Stored dataset listing items
════════════════

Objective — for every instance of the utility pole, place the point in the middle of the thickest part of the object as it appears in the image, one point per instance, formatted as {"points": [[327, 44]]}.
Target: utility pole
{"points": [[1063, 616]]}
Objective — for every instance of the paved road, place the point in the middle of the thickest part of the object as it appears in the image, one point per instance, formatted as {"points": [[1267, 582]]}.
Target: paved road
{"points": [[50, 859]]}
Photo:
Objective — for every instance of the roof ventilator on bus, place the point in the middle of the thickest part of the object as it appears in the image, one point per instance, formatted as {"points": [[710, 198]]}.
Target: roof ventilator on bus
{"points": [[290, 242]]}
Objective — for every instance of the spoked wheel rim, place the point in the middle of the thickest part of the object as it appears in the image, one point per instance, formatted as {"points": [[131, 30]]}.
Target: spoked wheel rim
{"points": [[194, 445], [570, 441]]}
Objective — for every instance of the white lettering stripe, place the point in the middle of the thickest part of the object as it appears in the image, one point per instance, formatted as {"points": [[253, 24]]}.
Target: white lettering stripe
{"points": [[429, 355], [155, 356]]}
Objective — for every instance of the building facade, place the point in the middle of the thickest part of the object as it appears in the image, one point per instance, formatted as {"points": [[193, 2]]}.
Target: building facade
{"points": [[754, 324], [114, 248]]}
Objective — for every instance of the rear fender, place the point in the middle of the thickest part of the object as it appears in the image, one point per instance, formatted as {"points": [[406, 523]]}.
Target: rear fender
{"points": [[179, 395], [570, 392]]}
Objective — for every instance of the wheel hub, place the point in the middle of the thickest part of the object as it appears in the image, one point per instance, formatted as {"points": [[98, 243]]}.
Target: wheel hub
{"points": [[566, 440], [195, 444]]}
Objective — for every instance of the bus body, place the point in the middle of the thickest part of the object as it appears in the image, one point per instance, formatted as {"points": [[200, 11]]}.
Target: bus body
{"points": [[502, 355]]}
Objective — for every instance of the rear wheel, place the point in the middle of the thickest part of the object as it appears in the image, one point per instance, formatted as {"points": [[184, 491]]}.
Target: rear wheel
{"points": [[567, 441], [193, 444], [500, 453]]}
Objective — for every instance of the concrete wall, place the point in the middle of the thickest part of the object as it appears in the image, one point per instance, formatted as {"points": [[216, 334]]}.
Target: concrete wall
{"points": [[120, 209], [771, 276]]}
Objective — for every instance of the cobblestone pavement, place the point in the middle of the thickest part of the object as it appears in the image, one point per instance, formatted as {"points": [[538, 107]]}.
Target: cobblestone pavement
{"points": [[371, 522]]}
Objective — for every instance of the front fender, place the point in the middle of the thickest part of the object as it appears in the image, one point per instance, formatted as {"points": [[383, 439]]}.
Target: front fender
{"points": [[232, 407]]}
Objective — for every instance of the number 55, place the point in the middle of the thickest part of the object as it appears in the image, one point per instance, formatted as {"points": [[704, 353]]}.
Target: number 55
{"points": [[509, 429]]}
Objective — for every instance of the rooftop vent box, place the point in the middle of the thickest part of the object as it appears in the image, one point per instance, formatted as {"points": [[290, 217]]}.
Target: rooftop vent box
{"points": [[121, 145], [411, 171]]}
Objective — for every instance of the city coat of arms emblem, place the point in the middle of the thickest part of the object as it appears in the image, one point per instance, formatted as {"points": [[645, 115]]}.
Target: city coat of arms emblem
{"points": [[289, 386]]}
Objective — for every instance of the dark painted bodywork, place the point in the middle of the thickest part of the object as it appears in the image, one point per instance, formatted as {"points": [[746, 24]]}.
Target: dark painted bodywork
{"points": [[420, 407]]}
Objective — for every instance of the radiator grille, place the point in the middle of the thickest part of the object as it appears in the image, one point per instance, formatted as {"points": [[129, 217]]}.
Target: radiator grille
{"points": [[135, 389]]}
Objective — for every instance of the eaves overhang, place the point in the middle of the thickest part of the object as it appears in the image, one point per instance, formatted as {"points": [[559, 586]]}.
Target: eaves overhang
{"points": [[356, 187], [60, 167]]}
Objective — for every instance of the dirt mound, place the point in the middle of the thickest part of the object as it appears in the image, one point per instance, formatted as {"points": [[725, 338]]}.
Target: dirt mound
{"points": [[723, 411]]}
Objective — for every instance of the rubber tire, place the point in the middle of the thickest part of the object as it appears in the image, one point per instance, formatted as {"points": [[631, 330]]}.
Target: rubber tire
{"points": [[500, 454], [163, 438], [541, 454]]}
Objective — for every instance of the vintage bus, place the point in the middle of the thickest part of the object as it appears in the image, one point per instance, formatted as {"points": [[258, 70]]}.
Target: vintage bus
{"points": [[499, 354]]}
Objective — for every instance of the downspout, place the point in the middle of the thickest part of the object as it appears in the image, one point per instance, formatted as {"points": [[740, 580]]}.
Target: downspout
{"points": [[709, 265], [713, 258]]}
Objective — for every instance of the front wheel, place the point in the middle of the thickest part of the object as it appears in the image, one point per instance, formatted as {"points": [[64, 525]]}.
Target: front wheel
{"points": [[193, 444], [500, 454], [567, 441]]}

════════════════

→ **WHAT THE EXERCISE ASKS**: Put the listing above into a two-column CSV with the columns "request" and "answer", one row per request, where each field is quoted and any line breaks become spaces.

→ **WRITTEN RESPONSE**:
request,answer
"Objective — for every instance of the utility pole, place the point in the middle of the thickest part of the object as it appears in the image, one point per instance, formatted as {""points"": [[327, 44]]}. Target: utility pole","{""points"": [[1063, 616]]}"
"Objective — for every instance of the paved road, place the point in the middle of the thickest part of the object as it appears in the image, one point per instance, formatted as {""points"": [[1267, 582]]}. Target: paved road","{""points"": [[50, 859]]}"
"Photo: Objective — for every instance of the roof ventilator on bus, place the point in the middle of the thickest part of the object as it appears in the image, one point per instance, formatted as {""points"": [[710, 198]]}. Target: roof ventilator on bus","{""points"": [[290, 242]]}"
"Objective — for every instance of the spoked wheel rim, place the point in the middle of the thickest part of the object as it appears in the image, one point per instance, formatted as {""points"": [[131, 30]]}. Target: spoked wheel rim","{""points"": [[194, 445], [570, 441]]}"
"Objective — for every instance of the white lettering stripe, place the point in the middle of the thickest part of the object as it appears in the image, one point per instance, formatted as {""points"": [[253, 24]]}. Target: white lettering stripe","{""points"": [[429, 355], [155, 356]]}"
"Objective — for every instance of the building facade, place the point in the middle of the thickest part of the object as it appears in the image, one point per instance, formatted as {""points"": [[193, 2]]}. Target: building facade","{""points"": [[754, 324], [114, 248]]}"
"Objective — for every instance of the rear fender, place the point in the middle of the thickest part of the object as it appears in the image, one point per instance, formatted as {""points"": [[406, 523]]}. Target: rear fender","{""points"": [[179, 395], [570, 392]]}"
"Objective — for every instance of the wheel hub, place the point in the middle of the thickest part of the object as it appears in the image, one point per instance, formatted as {""points"": [[98, 243]]}. Target: wheel hub","{""points"": [[566, 440], [195, 444]]}"
"Objective — for every instance of the bus body, place the point in the middle of the thickest part of the object as it appears in the image, one point per instance, formatted as {""points"": [[200, 11]]}. Target: bus body","{""points"": [[502, 355]]}"
"Objective — for every instance of the rear wheel, place the point in the middle of the thickest part of the object as it appears in the image, one point per instance, formatted as {""points"": [[184, 491]]}. Target: rear wheel","{""points"": [[567, 441], [193, 444], [500, 453]]}"
"Objective — for every instance of the concrete wall, place the point in the middle of the thickest part of the object as it appears in the image, one point per instance, formatted as {""points"": [[216, 334]]}. Target: concrete wall","{""points"": [[120, 209], [771, 276]]}"
"Objective — for every instance of the cobblestone pavement, place the point in the middle of the thickest part of the object as it appears in the image, one point per instance, formatted as {""points"": [[538, 107]]}. Target: cobblestone pavement","{""points"": [[371, 522]]}"
"Objective — for every instance of the front fender, place the point in the middle of the thickest part of the object as it appears in the image, one point per instance, formatted as {""points"": [[383, 439]]}. Target: front fender","{""points"": [[232, 407]]}"
"Objective — for every instance of the number 55, place the point in the middle of the thickest part of the object as it appears in the image, one point per instance, formatted as {""points"": [[704, 353]]}. Target: number 55","{""points"": [[509, 429]]}"
"Objective — for every instance of the rooftop vent box, place the point in the middle of the thickest part of the object as it appears in the image, one point per instance, formatted as {""points"": [[290, 217]]}. Target: rooftop vent box","{""points"": [[121, 145], [411, 171]]}"
"Objective — for every instance of the city coat of arms emblem, place the point in the middle of the thickest part of the object as it appears in the image, one point per instance, formatted as {""points"": [[645, 115]]}. Target: city coat of arms emblem","{""points"": [[289, 386]]}"
"Objective — for every instance of the dark painted bodywork, place the point in the middle of the thickest part of the object as it appears in the image, one point per instance, formatted as {""points"": [[746, 24]]}. Target: dark painted bodywork","{""points"": [[420, 407]]}"
"Objective — for every instance of the radiator grille, place the point in the middle of the thickest part of the object as it appears in the image, one point per instance, formatted as {""points"": [[129, 217]]}. Target: radiator grille","{""points"": [[135, 389]]}"
"Objective — for every instance of the eaves overhang, place the point in the middle of the thickest part of the object as it appears in the image, one point per instance, formatted as {""points"": [[559, 586]]}. Target: eaves overhang","{""points"": [[356, 187], [60, 167]]}"
"Objective — for every instance of the dirt mound, place the point in the middle of the thickest part of the object as it appears in the image, one point per instance, formatted as {""points"": [[725, 338]]}. Target: dirt mound","{""points"": [[723, 411]]}"
"Objective — for every instance of the rubber tire, place the point in the middle of the thickest part of the object as it appears in the image, one point per instance, formatted as {""points"": [[631, 330]]}. Target: rubber tire","{""points"": [[500, 454], [163, 438], [541, 454]]}"
"Objective — for every instance of the vintage bus, place the point in the middle of the thickest part of the object as it appears in the image, one point per instance, formatted as {""points"": [[258, 70]]}. Target: vintage bus","{""points"": [[499, 354]]}"
"Objective — for every instance of the downspout, place the point in the middle of the thickest part of the object as it appears in the image, one point per instance, formatted as {""points"": [[740, 580]]}. Target: downspout","{""points"": [[709, 265], [713, 258]]}"
"Objective — for every instance of the front wheel, place the point in the middle of the thickest part of the object as it appears in the image, one point per instance, formatted as {""points"": [[64, 525]]}. Target: front wheel","{""points"": [[193, 444], [500, 454], [567, 441]]}"